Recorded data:
· · · · · · ·
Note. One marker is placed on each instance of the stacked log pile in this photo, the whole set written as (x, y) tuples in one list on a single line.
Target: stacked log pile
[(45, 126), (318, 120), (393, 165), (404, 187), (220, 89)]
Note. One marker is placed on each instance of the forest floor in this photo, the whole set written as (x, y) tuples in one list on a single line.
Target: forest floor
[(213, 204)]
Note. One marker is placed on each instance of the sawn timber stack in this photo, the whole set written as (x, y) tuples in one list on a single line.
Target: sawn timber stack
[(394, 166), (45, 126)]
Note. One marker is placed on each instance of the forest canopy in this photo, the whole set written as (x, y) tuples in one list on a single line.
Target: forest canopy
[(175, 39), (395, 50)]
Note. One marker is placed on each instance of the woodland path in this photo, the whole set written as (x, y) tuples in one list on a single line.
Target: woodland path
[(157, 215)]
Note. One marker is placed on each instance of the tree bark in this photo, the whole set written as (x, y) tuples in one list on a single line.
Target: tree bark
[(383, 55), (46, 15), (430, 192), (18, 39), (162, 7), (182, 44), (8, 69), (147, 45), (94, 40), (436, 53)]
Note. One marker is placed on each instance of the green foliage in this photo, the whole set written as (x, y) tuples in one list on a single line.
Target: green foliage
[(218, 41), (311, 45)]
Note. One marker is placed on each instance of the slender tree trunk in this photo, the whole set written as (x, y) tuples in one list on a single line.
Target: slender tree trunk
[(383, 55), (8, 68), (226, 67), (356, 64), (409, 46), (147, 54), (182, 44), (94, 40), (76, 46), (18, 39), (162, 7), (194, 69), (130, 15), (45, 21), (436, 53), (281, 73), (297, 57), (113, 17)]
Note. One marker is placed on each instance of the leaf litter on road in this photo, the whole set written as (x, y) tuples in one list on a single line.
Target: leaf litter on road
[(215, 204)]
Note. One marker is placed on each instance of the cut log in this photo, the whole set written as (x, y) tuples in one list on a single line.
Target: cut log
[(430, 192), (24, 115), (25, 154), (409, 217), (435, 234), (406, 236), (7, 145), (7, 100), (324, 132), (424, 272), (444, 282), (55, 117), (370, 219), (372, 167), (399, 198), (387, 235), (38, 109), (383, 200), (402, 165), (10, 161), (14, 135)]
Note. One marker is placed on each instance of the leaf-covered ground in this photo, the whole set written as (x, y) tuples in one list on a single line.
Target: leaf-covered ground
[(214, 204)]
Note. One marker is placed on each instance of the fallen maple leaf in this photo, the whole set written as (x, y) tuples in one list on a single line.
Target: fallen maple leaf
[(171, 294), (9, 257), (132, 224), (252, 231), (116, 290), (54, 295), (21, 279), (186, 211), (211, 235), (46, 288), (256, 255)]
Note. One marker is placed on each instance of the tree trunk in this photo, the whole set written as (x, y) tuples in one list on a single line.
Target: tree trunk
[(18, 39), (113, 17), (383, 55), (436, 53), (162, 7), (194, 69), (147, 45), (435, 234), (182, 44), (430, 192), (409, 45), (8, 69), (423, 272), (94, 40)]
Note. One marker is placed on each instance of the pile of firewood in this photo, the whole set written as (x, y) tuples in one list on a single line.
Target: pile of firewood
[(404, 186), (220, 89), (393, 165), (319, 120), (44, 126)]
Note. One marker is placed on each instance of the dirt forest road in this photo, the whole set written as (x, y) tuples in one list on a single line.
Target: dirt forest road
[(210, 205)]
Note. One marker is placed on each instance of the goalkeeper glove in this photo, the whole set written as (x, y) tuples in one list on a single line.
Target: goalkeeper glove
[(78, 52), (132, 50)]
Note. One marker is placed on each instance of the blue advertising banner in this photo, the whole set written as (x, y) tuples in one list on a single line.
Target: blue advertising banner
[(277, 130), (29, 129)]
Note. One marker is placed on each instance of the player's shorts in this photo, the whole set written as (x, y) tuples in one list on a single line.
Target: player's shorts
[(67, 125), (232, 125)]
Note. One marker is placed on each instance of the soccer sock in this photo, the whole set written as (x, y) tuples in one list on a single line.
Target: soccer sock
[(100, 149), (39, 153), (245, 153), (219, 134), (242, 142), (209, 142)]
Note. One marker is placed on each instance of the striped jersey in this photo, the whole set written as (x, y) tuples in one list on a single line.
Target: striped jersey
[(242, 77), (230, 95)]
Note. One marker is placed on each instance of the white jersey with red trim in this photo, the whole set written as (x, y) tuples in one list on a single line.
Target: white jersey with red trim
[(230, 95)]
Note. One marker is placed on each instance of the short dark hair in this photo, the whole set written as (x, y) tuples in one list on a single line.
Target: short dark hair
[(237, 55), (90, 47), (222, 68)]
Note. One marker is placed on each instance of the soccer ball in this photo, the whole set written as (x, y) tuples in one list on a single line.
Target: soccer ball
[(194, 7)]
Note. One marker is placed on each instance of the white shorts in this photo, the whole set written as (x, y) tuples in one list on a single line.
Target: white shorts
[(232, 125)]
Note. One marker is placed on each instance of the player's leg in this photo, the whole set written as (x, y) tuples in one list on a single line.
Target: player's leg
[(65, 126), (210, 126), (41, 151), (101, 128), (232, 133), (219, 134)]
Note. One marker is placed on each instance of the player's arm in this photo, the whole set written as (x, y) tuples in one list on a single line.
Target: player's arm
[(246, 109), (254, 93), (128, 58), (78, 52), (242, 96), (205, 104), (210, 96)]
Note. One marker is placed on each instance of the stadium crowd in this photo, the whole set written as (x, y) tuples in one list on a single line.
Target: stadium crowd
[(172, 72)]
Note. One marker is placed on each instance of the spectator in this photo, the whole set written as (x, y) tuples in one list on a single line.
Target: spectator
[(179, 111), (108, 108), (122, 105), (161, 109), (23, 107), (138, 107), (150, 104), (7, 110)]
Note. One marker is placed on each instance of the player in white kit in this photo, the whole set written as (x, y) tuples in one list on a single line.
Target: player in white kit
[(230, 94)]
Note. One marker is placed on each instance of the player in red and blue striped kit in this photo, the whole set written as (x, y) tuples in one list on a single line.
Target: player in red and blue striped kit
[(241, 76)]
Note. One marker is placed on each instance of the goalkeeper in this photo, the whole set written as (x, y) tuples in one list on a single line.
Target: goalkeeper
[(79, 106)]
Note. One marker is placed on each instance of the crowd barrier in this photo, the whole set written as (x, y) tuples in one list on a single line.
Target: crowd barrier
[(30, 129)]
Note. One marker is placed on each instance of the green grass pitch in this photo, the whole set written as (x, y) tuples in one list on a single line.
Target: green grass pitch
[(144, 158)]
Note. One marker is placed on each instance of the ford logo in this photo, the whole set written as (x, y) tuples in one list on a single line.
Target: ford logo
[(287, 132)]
· · · · · · ·
> **Task details**
Return each entry from the material above exactly as it appears.

> **Answer to this task**
Note. One marker is placed on each instance of the stacked log pile in this photo, the whole set written as (x, y) tuples in one list on a single line.
Target: stacked log pile
[(45, 126), (318, 120), (393, 165), (404, 187), (220, 89)]
Note. One marker is placed on each instance of the forest floor in this photo, the whole set written as (x, y) tuples in one list on a single line.
Target: forest floor
[(213, 204)]
Note. One marker is placed on each instance of the sawn timber stack in this photo, the whole set written as (x, y) tuples in one list on a single line.
Target: sawn timber stack
[(394, 166), (45, 126)]
Note. One marker is placed on each instance of the forest canopy in this photo, the whole set written as (x, y) tuples in one list on a single line.
Target: forest canopy
[(175, 39), (395, 50)]
Note. One marker is placed on each instance of the woodland path in this photo, the whole set written as (x, y) tuples in one list on a single line.
Target: woodland path
[(157, 215)]
Note. One marker is placed on each instance of the tree bark in this photo, the whole set written as (x, y) tuples in one list on a single line.
Target: tree bark
[(383, 55), (46, 15), (430, 192), (18, 39), (162, 7), (182, 44), (8, 69), (147, 45), (94, 40), (436, 53)]
Note. One marker is placed on each instance of the green foliage in this photo, the whole set written as (x, y) tuples in one list on a single line.
Target: green foliage
[(218, 41), (311, 45)]
Note. One marker is placed on each instance of the slender tree trunk in this photo, the whole set written as (x, y) tuples in one list on a single line.
Target: slender tree trunk
[(383, 55), (8, 68), (226, 67), (356, 64), (409, 46), (147, 54), (182, 44), (94, 40), (76, 46), (18, 39), (162, 7), (194, 69), (130, 15), (45, 21), (436, 53), (281, 73), (297, 57), (113, 17)]
Note. One marker is placed on each instance of the leaf litter on road in this photo, the whole set written as (x, y) tuples in one list on a single line.
Target: leaf litter on road
[(215, 204)]
Note. One marker is placed on each instance of the cut log in this photo, the whole set written as (x, y) tuples in one list on a single line.
Target: cut log
[(430, 192), (24, 115), (25, 154), (409, 217), (435, 234), (406, 236), (7, 145), (7, 100), (324, 132), (424, 272), (444, 282), (55, 117), (370, 219), (372, 167), (399, 198), (387, 235), (38, 109), (383, 200), (402, 165), (10, 161), (14, 135)]
Note. One marker is placed on each instance of the leaf-covered ground in this photo, the whole set written as (x, y) tuples in one list on a single line.
Target: leaf-covered ground
[(214, 204)]
Note. One marker is placed on each instance of the fallen maple leaf in this photo, the whole set written as (x, y) tuples in one list on a single line.
Target: fallen maple leaf
[(171, 294), (9, 257), (132, 224), (252, 231), (116, 290), (54, 295), (21, 279), (186, 211), (211, 235), (46, 288), (256, 255)]
Note. One marker is placed on each instance of the tree trunk in this photo, the whole set written as (x, y) tuples in one list on a single line.
Target: tree trunk
[(18, 39), (113, 17), (383, 55), (436, 53), (162, 7), (194, 69), (147, 45), (435, 234), (182, 44), (430, 192), (409, 45), (8, 69), (423, 272), (94, 40)]
Note. One marker is placed on each instance of the pile of firewood in this photo, the whole set written as (x, y) tuples in one list on a single line.
Target: pile of firewood
[(404, 186), (220, 89), (393, 165), (319, 120), (44, 126)]
Note. One marker is placed on each instance of the dirt forest road in this photo, the whole set written as (x, y) tuples in one list on a single line.
Target: dirt forest road
[(210, 205)]
Note. One marker is placed on each instance of the goalkeeper glove in this photo, the whole set written as (x, y) tuples in one list on a single line.
Target: goalkeeper glove
[(78, 52), (132, 50)]
Note. One marker is placed on each instance of the blue advertising banner in this photo, the whole set written as (x, y) tuples in one list on a single line.
Target: blue advertising banner
[(277, 130), (29, 129)]
Note. One marker is placed on each instance of the player's shorts in this photo, the whole set written as (x, y) tuples in one list on a single line.
Target: player's shorts
[(67, 125), (232, 125)]
Note. One marker is placed on each instance of the soccer sock in this photo, the whole set written as (x, y) tuples in one list on a single line.
Target: soccer sock
[(100, 149), (39, 153), (245, 153), (219, 134), (242, 142), (209, 142)]
Note. One marker is placed on each instance of the striped jersey in this photo, the whole set written as (x, y) tuples in one list on a single line.
Target: striped jersey
[(242, 77), (230, 95)]
Note. One marker is placed on each instance of the white jersey with red trim in this photo, the whole set written as (x, y) tuples in one list on a single line.
Target: white jersey with red trim
[(230, 95)]
Note. One marker is placed on each instance of the short dark hair in this photo, the whole set written as (x, y) tuples in one list on a single line.
Target: short dark hair
[(237, 55), (90, 47), (222, 68)]
Note. One marker is placed on each instance of the soccer ball in this photo, the whole set written as (x, y) tuples in one list on a single line.
Target: soccer ball
[(194, 7)]
Note. One marker is placed on each instance of the white shorts in this photo, the whole set written as (x, y) tuples in one list on a single line.
Target: white shorts
[(232, 125)]
Note. One marker is placed on each instance of the player's leg in this photo, the whole set written as (x, y) tuples in one list on a single line.
Target: player's leg
[(65, 126), (210, 126), (41, 151), (101, 128), (232, 133), (219, 134)]
Note. One marker is placed on each instance of the player's arm in this photo, the whole set written as (x, y) tuples in one list on a single line.
Target: player's arm
[(246, 109), (254, 93), (128, 58), (78, 52), (242, 96), (205, 104), (210, 96)]
Note. One marker is placed on each instance of the stadium crowd in this photo, the whole set written as (x, y) tuples in one list on a single line.
Target: stadium crowd
[(172, 72)]
Note. One marker is placed on each instance of the spectator in this photo, the whole set written as (x, y) tuples in one list on a single line.
Target: spectator
[(179, 111), (108, 108), (122, 105), (161, 109), (23, 107), (138, 107), (150, 104), (7, 110)]
Note. One marker is placed on each instance of the player in white kit in this photo, the whole set written as (x, y) tuples in one list on a single line.
Target: player in white kit
[(230, 94)]
Note. One marker is placed on each instance of the player in red and blue striped kit in this photo, the whole set written as (x, y) tuples in one list on a single line.
Target: player in red and blue striped kit
[(241, 76)]
Note. One marker is placed on each instance of the goalkeeper in this photo, the whole set written as (x, y) tuples in one list on a single line.
Target: goalkeeper
[(79, 106)]
Note. One marker is placed on each instance of the crowd barrier in this photo, the whole set written as (x, y) tuples in one list on a single line.
Target: crowd barrier
[(30, 129)]
Note. One marker is placed on each instance of the green grass pitch in this photo, the whole set written as (x, y) tuples in one list on a single line.
Target: green grass pitch
[(144, 158)]
Note. One marker is placed on each instance of the ford logo in this photo, the whole set written as (x, y) tuples in one list on a single line.
Target: ford logo
[(287, 132)]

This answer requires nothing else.